═════ TASK MATERIAL

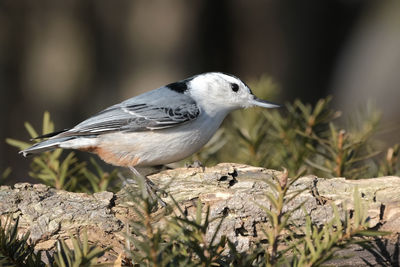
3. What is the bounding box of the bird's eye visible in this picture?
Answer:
[231,83,239,92]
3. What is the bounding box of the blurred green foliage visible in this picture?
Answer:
[192,77,400,179]
[106,172,387,266]
[0,73,400,266]
[6,112,118,192]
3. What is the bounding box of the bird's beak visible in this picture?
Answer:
[250,97,281,108]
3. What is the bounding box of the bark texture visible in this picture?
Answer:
[0,163,400,266]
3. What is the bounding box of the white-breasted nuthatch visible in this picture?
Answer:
[20,72,279,199]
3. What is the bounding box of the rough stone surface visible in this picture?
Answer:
[0,163,400,266]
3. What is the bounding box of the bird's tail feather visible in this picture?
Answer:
[19,137,74,157]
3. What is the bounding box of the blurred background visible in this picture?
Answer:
[0,0,400,180]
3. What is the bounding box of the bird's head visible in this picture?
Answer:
[187,72,279,112]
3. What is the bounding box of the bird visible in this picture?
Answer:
[20,72,280,202]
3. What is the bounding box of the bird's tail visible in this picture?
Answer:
[19,136,75,157]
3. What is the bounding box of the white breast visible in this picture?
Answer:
[98,112,227,166]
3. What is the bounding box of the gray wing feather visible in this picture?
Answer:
[61,87,200,136]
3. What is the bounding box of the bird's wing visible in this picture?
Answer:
[58,87,200,136]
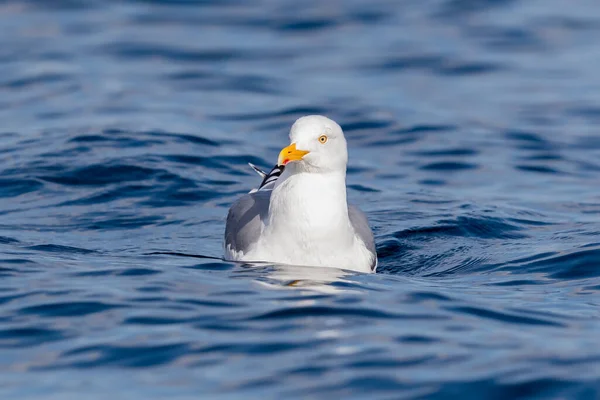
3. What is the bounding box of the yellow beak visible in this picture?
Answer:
[277,143,310,165]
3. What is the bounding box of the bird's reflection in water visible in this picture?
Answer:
[234,263,357,293]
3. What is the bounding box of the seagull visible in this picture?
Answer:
[224,115,377,272]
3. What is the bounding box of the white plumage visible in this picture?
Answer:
[225,115,377,272]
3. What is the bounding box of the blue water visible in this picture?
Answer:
[0,0,600,400]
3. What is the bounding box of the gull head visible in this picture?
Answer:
[277,115,348,172]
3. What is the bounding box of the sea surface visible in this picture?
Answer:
[0,0,600,400]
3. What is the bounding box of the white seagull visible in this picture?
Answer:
[225,115,377,272]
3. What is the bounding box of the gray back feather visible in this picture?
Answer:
[225,190,271,253]
[348,204,377,269]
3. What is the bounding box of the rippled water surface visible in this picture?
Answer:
[0,0,600,399]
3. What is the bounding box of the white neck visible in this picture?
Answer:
[267,171,353,244]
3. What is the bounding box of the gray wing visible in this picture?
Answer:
[348,204,377,270]
[225,190,271,253]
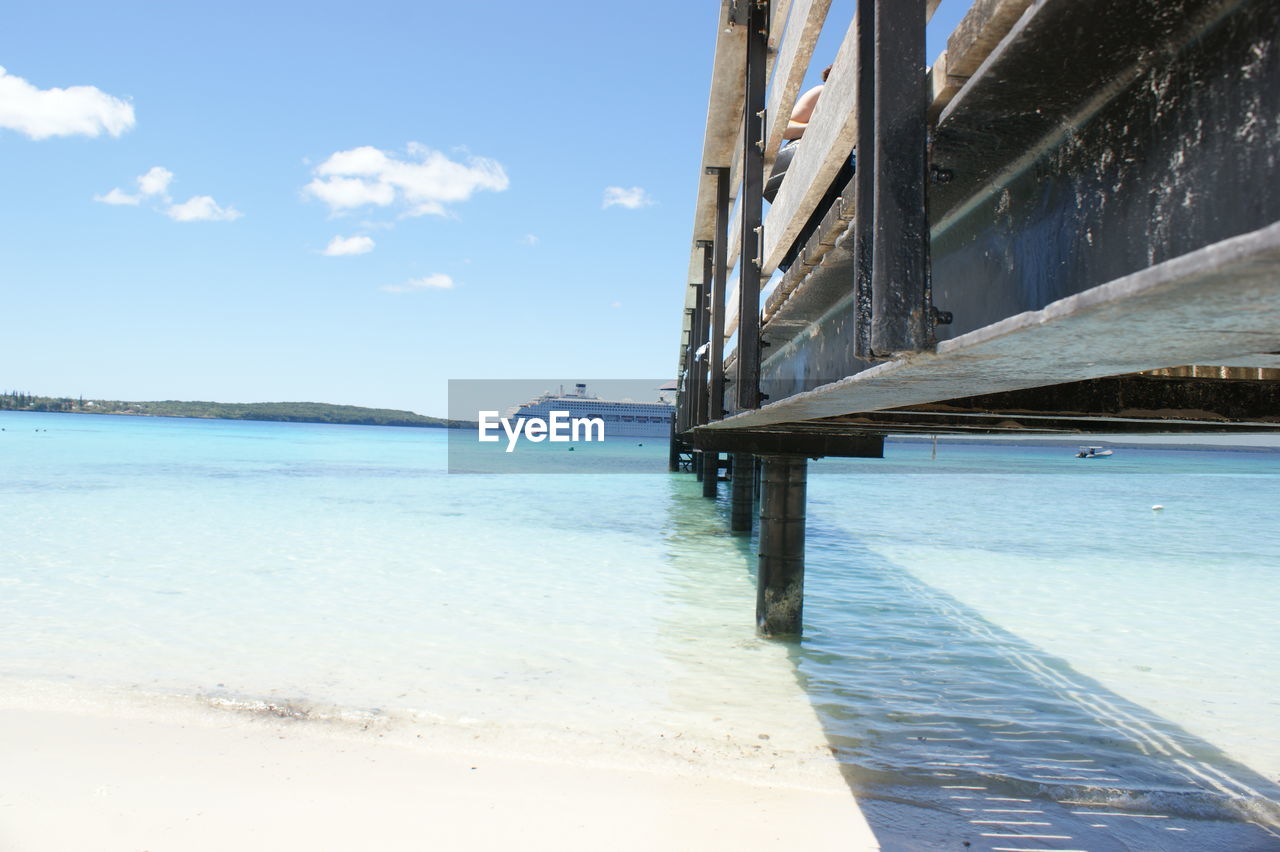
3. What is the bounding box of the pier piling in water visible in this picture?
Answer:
[752,455,809,636]
[703,453,719,500]
[730,453,755,532]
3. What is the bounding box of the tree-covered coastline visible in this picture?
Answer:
[0,390,467,429]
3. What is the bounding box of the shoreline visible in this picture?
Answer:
[0,695,878,852]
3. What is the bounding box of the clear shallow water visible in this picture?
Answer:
[0,413,1280,849]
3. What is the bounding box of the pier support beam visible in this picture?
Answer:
[728,453,755,532]
[703,452,719,500]
[752,455,809,636]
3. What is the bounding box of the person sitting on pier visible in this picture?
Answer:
[763,65,858,271]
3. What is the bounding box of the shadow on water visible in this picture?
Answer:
[783,518,1280,852]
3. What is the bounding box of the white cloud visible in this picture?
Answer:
[302,142,511,216]
[93,187,142,205]
[602,187,655,210]
[305,178,396,211]
[0,68,133,139]
[381,272,454,293]
[164,196,241,221]
[321,237,374,257]
[138,166,173,196]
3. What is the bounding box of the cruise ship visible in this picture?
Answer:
[508,381,676,439]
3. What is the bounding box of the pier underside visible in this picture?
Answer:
[677,0,1280,635]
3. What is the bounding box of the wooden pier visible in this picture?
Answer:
[672,0,1280,636]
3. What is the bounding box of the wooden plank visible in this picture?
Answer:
[763,12,858,275]
[929,50,968,122]
[947,0,1032,77]
[727,0,947,339]
[764,0,831,171]
[689,0,746,281]
[710,223,1280,429]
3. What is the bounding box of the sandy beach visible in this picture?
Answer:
[0,695,877,852]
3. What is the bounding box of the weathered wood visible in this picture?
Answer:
[929,50,968,122]
[755,455,809,636]
[689,0,746,281]
[764,0,831,169]
[947,0,1032,77]
[709,223,1280,429]
[728,0,798,273]
[763,14,858,274]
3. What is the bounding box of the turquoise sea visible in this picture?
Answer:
[0,412,1280,852]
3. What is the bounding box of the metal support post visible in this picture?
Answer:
[703,453,719,500]
[755,455,809,636]
[728,453,755,532]
[854,3,876,358]
[707,166,728,420]
[858,0,934,358]
[736,0,762,409]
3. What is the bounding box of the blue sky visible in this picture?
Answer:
[0,0,966,413]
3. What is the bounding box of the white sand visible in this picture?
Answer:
[0,706,877,852]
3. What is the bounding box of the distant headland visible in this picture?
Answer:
[0,391,465,429]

══════════

Copy the whole listing above line for line, without the pictures.

COMPLETED TASK:
3. What is the bounding box of the bird's eye visible in this picture?
Answer:
[231,83,239,92]
3. What is the bounding box of the blurred green foliage visible in this picture?
Answer:
[192,77,400,179]
[106,172,387,266]
[0,73,400,266]
[6,112,118,192]
3. What is the bounding box of the bird's beak visible in this picture?
Answer:
[250,97,281,108]
3. What is the bounding box of the bark texture visible in this picture?
Answer:
[0,163,400,266]
3. What is the bounding box of the white-breasted nuthatch visible in this picture?
Answer:
[20,72,279,199]
3. What is the bounding box of the rough stone surface visible in this picture?
Answer:
[0,163,400,266]
3. What is the bounding box of the bird's tail feather visible in this picture?
Answer:
[19,137,74,157]
3. What is the bounding box of the blurred background visible in this picture?
Answer:
[0,0,400,180]
3. What is the bounding box of the bird's head visible in this picture?
Answer:
[187,72,279,112]
3. What is the bounding box of the bird visible in this picture?
Answer:
[20,72,280,202]
3. What is the bounding box of the bird's tail visible in this picture?
Answer:
[19,136,75,157]
3. What is the bounding box of the white breast visible in this picture?
Answer:
[98,112,227,166]
3. What is the bounding box of the gray wing feather visible in this picture?
Answer:
[61,87,200,136]
3. What is the bounding box of the bird's wing visible in this picture?
Answer:
[58,87,200,136]
3. What is the bounding box of the yellow beak visible in this picture?
Answer:
[277,143,310,165]
3. What is the bounding box of the bird's reflection in water visible in this picture?
Answer:
[234,263,357,293]
3. What is the bounding box of the seagull visible in this picture?
Answer:
[224,115,377,272]
3. What is the bounding box of the white plumage visible in this picture?
Answer:
[225,115,377,272]
3. What is the bounding box of the blue water visible in this picture?
Answer:
[0,0,600,400]
3. What is the bounding box of the gull head visible in this picture?
Answer:
[277,115,348,172]
3. What is the bounding box of the sea surface visible in this picture?
Answer:
[0,0,600,400]
3. What is the bounding box of the white seagull visible in this picture?
Answer:
[225,115,377,272]
3. What is the bounding box of the gray back feather visible in this picture?
Answer:
[225,190,271,253]
[348,204,377,269]
3. What is the bounding box of the rippled water surface visible in this picture?
Answer:
[0,0,600,399]
3. What is the bounding box of the white neck visible in this picture?
Answer:
[267,171,353,244]
3. What is the bounding box of the gray wing visible in this picture?
Answer:
[348,204,377,270]
[225,190,271,253]
3. What is the bounding box of the pier piling in water visible in this picture?
Answer:
[752,455,809,636]
[703,453,719,500]
[730,453,755,532]
3. What is the bounding box of the tree-covered coastline visible in this picture?
Answer:
[0,390,467,429]
3. What is the bounding box of the shoreline visible in this picture?
Answer:
[0,695,878,852]
3. What is the bounding box of the clear shallow water visible in this picture?
Answer:
[0,413,1280,849]
3. What is the bounding box of the pier support beam visible in this picture?
Answer:
[728,453,755,532]
[703,452,719,500]
[752,455,809,636]
3. What is the bounding box of the person sitting on pier visible in this picture?
Answer:
[763,65,858,271]
3. What is the bounding box of the shadow on water visible in this picture?
Answer:
[783,518,1280,852]
3. What is the bounding box of the white cloud visible in this picture?
Answer:
[302,142,511,216]
[93,187,142,205]
[602,187,655,210]
[305,178,396,211]
[0,68,133,139]
[381,272,454,293]
[164,196,241,221]
[321,237,374,257]
[138,166,173,196]
3. What is the bounding box of the cruise ship visible in this picture?
Answer:
[508,381,676,439]
3. What is the bounding box of the pier underside visible in this picture?
Answer:
[677,0,1280,635]
3. What is the bounding box of the wooden pier visible in this picture?
Answer:
[672,0,1280,636]
3. What is the bounding box of the wooden plank visible in this picture?
Answer:
[763,12,858,275]
[929,50,968,122]
[947,0,1032,77]
[727,0,947,339]
[764,0,831,171]
[689,0,746,281]
[710,223,1280,429]
3. What is the bounding box of the sandy beach visible in this picture?
Answer:
[0,695,877,852]
3. What is the bounding box of the weathered wood visible in this picture?
Answer:
[929,50,968,122]
[755,455,809,636]
[689,0,746,281]
[764,0,831,169]
[947,0,1032,77]
[709,223,1280,429]
[728,0,798,273]
[763,14,858,274]
3. What is the bounding box of the turquoise sea visible in this picture?
Answer:
[0,412,1280,852]
3. What is the bounding box of the metal support post visible in this picture?
Answer:
[703,453,719,500]
[755,455,809,636]
[728,453,755,532]
[854,3,876,358]
[707,166,728,420]
[858,0,934,358]
[736,0,762,409]
3. What is the bounding box of the blue sky visible in this picture?
Answer:
[0,0,966,413]
3. What is the bounding box of the white sand visible in this picture?
Answer:
[0,706,877,852]
3. What is the bounding box of the distant headland visible in this picture?
Answer:
[0,391,465,429]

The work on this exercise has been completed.